* _What you have to do_
Copy the listing verbatim, starting at its first line and stopping after the line that contains "[[283, 298]]".
# start of Data for this exercise
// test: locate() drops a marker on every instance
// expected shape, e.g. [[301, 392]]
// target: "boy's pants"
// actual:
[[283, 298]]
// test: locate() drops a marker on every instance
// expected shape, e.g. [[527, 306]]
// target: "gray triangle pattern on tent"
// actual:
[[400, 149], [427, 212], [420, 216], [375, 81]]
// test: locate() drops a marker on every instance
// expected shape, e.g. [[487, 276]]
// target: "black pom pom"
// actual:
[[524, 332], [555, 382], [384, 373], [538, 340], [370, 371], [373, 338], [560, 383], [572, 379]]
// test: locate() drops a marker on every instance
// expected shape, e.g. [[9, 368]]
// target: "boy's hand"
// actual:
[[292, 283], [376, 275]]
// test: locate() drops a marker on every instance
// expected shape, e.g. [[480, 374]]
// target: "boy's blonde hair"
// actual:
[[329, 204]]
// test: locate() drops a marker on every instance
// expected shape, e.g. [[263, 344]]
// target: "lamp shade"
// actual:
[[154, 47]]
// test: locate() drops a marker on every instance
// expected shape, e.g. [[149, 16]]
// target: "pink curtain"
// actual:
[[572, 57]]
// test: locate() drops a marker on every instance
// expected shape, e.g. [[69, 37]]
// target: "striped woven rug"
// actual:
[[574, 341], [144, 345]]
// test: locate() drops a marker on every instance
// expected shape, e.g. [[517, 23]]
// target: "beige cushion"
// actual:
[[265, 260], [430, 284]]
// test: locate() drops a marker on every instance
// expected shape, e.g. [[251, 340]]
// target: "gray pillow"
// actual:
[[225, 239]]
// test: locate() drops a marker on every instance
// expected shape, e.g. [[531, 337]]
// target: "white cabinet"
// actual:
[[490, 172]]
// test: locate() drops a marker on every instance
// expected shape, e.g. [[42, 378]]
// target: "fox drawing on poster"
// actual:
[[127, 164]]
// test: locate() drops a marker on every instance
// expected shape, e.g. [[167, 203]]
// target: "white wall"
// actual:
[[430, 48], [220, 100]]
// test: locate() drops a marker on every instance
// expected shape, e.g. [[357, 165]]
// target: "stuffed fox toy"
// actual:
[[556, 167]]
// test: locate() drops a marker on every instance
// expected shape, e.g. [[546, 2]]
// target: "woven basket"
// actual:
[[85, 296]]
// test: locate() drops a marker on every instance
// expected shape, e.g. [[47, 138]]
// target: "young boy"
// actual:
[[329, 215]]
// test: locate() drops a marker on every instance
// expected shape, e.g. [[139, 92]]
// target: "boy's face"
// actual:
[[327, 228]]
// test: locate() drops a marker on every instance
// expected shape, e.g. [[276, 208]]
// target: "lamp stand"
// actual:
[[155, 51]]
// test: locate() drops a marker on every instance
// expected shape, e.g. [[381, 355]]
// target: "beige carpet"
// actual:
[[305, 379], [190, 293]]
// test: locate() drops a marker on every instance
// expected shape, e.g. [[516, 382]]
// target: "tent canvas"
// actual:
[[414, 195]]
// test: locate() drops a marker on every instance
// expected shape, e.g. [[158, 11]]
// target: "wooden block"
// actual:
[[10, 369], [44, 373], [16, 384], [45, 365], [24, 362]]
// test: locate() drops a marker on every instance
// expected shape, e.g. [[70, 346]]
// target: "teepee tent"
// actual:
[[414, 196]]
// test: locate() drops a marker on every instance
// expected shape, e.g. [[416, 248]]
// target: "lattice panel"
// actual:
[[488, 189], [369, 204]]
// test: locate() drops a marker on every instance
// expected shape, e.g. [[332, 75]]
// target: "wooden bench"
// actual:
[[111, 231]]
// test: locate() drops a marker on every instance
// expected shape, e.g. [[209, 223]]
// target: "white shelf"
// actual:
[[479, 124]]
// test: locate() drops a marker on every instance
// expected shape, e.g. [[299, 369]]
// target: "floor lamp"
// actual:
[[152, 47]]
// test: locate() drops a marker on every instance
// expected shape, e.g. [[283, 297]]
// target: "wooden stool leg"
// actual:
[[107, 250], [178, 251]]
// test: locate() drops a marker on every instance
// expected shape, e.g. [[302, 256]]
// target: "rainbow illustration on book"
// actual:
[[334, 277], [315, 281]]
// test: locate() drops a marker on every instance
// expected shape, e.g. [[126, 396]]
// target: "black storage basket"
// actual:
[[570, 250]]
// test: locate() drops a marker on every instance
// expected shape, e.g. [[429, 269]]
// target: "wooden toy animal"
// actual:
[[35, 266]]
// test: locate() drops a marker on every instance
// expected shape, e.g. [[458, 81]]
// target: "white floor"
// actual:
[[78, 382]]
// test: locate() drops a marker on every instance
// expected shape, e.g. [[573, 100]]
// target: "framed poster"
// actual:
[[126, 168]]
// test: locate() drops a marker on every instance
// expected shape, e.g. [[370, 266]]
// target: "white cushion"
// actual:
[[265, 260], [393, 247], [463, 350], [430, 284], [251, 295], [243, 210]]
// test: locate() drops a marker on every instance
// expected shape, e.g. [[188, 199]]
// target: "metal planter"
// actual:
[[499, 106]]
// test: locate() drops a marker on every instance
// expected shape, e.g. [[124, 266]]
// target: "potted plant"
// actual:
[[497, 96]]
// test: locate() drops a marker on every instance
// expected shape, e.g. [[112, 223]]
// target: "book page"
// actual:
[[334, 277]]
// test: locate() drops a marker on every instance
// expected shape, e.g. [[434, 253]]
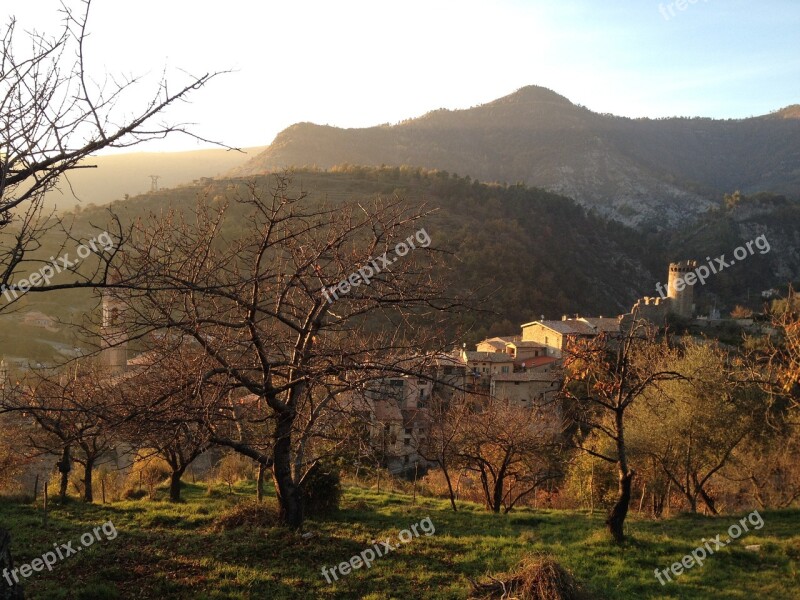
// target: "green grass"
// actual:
[[174, 551]]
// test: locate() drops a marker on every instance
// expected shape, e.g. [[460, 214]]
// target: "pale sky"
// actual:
[[360, 63]]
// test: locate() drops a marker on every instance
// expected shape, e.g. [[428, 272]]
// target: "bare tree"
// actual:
[[513, 449], [272, 294], [73, 409]]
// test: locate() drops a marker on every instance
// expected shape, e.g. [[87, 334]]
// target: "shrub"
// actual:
[[148, 470], [535, 578], [233, 468], [321, 490]]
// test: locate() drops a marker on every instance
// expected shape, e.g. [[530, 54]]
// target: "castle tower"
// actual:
[[113, 337], [682, 300]]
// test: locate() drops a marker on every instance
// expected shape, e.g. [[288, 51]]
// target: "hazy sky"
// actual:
[[354, 64]]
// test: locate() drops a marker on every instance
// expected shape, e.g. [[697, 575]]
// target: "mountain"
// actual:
[[643, 172], [116, 175], [528, 251]]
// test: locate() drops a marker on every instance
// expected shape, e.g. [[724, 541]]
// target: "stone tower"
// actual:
[[113, 337], [681, 300]]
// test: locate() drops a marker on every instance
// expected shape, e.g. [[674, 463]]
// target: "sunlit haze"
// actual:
[[356, 64]]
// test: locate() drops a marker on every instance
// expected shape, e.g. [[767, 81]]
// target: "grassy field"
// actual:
[[179, 551]]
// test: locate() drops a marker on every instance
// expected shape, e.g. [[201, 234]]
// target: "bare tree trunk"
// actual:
[[88, 495], [497, 494], [9, 589], [616, 518], [262, 469], [707, 499], [290, 506], [64, 467], [175, 484], [451, 492]]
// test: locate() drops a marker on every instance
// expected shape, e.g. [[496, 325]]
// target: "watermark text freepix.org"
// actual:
[[367, 272], [60, 552], [681, 5], [48, 271], [368, 556], [699, 554], [703, 272]]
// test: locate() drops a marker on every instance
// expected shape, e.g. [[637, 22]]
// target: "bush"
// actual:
[[148, 470], [233, 468], [321, 491], [535, 578]]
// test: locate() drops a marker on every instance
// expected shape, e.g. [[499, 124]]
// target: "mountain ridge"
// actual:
[[648, 173]]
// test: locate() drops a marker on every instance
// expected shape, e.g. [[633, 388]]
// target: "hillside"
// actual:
[[116, 175], [528, 251], [643, 172], [208, 547]]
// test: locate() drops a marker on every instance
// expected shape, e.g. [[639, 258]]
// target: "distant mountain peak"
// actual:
[[531, 94], [790, 112]]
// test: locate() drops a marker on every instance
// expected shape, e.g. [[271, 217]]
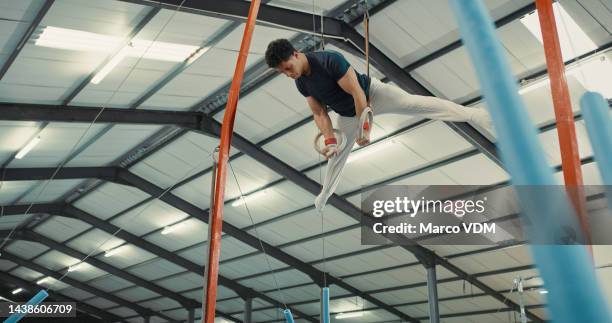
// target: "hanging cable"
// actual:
[[263, 249]]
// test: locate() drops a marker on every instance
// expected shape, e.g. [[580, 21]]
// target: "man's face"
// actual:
[[291, 67]]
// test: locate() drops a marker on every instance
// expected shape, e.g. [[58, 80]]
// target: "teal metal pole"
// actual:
[[574, 294]]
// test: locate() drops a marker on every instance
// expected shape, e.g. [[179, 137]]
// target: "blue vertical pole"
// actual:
[[574, 295], [37, 299], [596, 114], [288, 316], [325, 305]]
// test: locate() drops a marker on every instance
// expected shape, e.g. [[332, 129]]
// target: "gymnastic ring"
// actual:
[[366, 115], [340, 137]]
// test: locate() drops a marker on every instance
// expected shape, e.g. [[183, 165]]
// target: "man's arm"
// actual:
[[321, 117]]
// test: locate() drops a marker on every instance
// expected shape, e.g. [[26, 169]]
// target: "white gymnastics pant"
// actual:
[[387, 98]]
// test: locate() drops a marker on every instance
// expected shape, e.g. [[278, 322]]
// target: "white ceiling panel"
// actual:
[[283, 90], [48, 191], [251, 265], [193, 232], [26, 249], [216, 62], [8, 222], [85, 272], [300, 226], [100, 302], [126, 256], [186, 156], [305, 5], [182, 282], [173, 26], [283, 277], [61, 228], [56, 261], [26, 274], [14, 135], [160, 304], [424, 26], [403, 295], [299, 294], [76, 293], [5, 265], [232, 247], [378, 259], [31, 93], [505, 281], [53, 284], [136, 294], [336, 244], [36, 64], [475, 170], [263, 108], [149, 217], [12, 190], [126, 312], [110, 199], [261, 37], [114, 143], [24, 11], [290, 147], [110, 283], [594, 17], [276, 200], [97, 240], [156, 269], [56, 143]]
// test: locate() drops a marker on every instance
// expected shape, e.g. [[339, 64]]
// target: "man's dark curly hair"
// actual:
[[278, 51]]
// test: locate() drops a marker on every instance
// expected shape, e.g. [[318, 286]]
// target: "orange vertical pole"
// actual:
[[570, 158], [216, 217]]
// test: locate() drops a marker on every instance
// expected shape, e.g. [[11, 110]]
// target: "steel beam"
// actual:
[[108, 317], [32, 174], [432, 294], [73, 212], [33, 236], [410, 286], [196, 121], [315, 274], [248, 310], [80, 285]]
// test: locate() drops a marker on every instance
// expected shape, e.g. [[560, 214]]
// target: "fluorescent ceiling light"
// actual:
[[201, 51], [171, 228], [595, 74], [111, 252], [75, 267], [70, 39], [248, 198], [574, 41], [25, 150], [370, 150], [348, 315]]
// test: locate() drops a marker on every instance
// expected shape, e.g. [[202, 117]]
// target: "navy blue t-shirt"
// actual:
[[326, 68]]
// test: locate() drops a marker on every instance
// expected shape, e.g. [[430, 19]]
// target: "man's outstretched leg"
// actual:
[[388, 98], [348, 126]]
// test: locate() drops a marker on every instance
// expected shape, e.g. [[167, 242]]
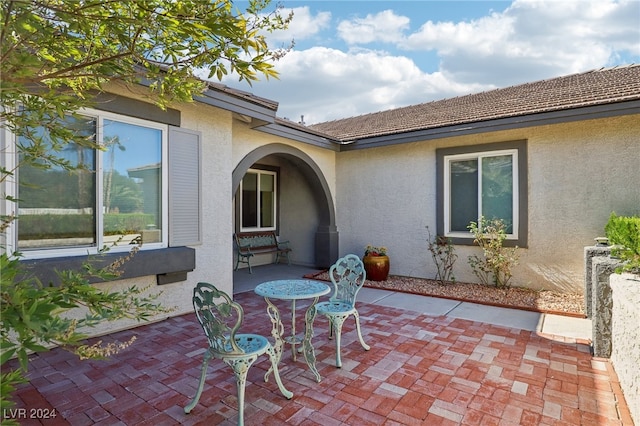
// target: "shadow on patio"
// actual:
[[420, 370]]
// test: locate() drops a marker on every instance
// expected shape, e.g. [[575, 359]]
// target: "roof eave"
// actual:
[[299, 135], [500, 124]]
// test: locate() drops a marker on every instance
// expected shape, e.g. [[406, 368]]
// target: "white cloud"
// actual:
[[303, 26], [532, 39], [384, 26], [325, 84], [528, 41]]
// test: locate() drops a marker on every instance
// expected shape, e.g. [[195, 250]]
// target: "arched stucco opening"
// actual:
[[326, 234]]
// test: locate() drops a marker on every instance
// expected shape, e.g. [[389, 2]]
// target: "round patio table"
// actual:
[[293, 289]]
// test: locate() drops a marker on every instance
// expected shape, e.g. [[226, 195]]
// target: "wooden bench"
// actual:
[[258, 242]]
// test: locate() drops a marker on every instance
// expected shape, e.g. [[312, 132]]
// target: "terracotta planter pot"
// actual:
[[377, 267]]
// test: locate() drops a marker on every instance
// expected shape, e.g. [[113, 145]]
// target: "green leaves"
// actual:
[[497, 263], [56, 49], [623, 233]]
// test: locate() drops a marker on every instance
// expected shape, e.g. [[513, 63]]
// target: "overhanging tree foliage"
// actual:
[[55, 57]]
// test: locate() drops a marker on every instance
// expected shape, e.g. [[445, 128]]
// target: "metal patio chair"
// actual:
[[221, 318], [348, 276]]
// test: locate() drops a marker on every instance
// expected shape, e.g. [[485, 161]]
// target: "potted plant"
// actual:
[[376, 263]]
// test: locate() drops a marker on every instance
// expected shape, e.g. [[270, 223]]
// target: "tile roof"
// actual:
[[596, 87]]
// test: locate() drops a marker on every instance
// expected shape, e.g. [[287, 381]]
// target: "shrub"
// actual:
[[443, 254], [495, 268], [623, 233]]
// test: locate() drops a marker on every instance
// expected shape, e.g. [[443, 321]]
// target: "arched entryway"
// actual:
[[326, 234]]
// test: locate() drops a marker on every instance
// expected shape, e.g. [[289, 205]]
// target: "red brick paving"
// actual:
[[420, 370]]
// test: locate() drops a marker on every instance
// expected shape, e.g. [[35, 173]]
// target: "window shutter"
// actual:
[[185, 206]]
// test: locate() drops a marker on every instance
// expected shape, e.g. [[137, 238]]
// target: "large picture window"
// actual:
[[118, 198], [258, 200], [475, 183]]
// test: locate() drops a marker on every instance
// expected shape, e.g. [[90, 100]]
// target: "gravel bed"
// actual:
[[571, 304]]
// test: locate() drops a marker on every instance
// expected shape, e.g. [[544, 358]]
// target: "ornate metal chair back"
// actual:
[[220, 318], [348, 276]]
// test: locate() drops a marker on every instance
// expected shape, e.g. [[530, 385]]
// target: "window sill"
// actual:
[[168, 265]]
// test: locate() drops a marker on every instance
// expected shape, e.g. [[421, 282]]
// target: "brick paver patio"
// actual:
[[420, 370]]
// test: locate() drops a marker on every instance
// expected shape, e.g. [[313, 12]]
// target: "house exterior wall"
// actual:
[[225, 141], [578, 173], [212, 264], [298, 209]]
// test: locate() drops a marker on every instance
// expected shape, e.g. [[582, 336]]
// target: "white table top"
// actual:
[[292, 289]]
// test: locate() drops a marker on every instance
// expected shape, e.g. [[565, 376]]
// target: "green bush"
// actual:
[[496, 265], [623, 233]]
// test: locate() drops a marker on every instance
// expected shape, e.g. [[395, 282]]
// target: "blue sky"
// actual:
[[357, 57]]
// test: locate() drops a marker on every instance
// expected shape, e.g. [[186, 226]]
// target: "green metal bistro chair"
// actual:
[[347, 276], [221, 318]]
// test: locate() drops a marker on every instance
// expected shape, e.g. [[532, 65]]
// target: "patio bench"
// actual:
[[259, 242]]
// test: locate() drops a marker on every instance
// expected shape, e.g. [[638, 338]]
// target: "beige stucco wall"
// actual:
[[212, 255], [225, 142], [625, 337], [298, 214], [386, 196]]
# end of Data for this exercise
* _Expected answer_
// test: locate() drops a marker on every instance
// expected shape, e.g. [[301, 392]]
// target: "boy's pants"
// actual:
[[283, 298]]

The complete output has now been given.